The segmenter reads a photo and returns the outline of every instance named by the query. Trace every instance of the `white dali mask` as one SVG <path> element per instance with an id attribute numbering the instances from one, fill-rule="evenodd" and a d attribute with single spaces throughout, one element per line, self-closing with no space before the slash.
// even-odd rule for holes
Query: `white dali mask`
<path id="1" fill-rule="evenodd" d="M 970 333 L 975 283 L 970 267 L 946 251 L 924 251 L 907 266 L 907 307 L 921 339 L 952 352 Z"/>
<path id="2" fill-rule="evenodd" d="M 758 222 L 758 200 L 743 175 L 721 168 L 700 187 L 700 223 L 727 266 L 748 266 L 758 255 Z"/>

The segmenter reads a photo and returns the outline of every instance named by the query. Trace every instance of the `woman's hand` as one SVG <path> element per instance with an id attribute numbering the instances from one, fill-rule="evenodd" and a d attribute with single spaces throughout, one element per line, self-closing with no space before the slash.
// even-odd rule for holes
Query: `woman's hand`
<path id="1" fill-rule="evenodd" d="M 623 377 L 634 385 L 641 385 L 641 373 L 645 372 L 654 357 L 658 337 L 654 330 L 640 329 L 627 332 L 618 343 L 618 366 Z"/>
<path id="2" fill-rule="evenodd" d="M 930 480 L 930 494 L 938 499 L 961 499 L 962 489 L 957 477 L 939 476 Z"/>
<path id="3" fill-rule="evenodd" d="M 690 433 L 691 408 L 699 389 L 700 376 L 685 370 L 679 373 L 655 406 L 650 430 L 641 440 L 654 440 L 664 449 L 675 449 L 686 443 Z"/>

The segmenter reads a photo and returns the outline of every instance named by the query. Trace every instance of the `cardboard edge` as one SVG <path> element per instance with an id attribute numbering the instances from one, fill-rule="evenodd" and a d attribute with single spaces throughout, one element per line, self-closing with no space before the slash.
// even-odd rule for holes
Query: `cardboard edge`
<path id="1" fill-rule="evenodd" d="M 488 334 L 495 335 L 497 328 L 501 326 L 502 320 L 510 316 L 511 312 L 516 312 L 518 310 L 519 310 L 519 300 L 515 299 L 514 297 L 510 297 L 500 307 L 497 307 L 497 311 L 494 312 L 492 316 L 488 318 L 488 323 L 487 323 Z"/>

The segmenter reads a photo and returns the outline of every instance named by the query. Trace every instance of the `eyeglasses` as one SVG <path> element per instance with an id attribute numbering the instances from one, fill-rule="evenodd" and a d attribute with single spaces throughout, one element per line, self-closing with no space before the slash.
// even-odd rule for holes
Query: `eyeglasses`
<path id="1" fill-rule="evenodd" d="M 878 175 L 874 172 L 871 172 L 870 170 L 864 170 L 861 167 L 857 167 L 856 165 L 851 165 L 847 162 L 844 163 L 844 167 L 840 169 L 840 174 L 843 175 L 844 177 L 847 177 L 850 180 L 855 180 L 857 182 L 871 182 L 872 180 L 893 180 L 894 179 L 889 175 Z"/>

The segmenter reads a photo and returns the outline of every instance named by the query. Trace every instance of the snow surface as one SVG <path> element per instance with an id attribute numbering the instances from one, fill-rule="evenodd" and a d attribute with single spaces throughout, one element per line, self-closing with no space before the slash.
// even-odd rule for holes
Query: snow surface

--

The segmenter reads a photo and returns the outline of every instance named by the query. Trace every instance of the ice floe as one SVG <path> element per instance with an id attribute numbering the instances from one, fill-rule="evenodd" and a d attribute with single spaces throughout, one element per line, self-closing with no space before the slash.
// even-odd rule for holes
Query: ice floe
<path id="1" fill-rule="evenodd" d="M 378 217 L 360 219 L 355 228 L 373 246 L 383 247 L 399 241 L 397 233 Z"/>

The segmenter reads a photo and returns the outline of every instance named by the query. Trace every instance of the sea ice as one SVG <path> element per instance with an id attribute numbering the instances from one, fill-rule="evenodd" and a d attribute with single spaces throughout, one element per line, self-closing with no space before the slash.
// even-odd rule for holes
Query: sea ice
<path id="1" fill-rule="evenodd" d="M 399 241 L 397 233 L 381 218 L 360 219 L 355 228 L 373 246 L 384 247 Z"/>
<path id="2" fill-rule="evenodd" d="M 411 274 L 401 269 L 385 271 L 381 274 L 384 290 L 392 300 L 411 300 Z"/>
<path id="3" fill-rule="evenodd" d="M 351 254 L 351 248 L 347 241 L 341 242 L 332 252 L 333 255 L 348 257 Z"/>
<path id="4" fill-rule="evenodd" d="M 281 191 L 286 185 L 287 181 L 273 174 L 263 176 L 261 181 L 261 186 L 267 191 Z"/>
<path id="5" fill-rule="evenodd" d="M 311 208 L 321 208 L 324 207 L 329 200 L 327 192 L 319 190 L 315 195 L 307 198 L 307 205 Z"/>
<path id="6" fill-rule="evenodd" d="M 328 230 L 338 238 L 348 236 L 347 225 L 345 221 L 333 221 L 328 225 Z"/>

:: What is required ::
Nothing but a number is expected: how many lines in the data above hold the word "surface".

:: Written answer ::
2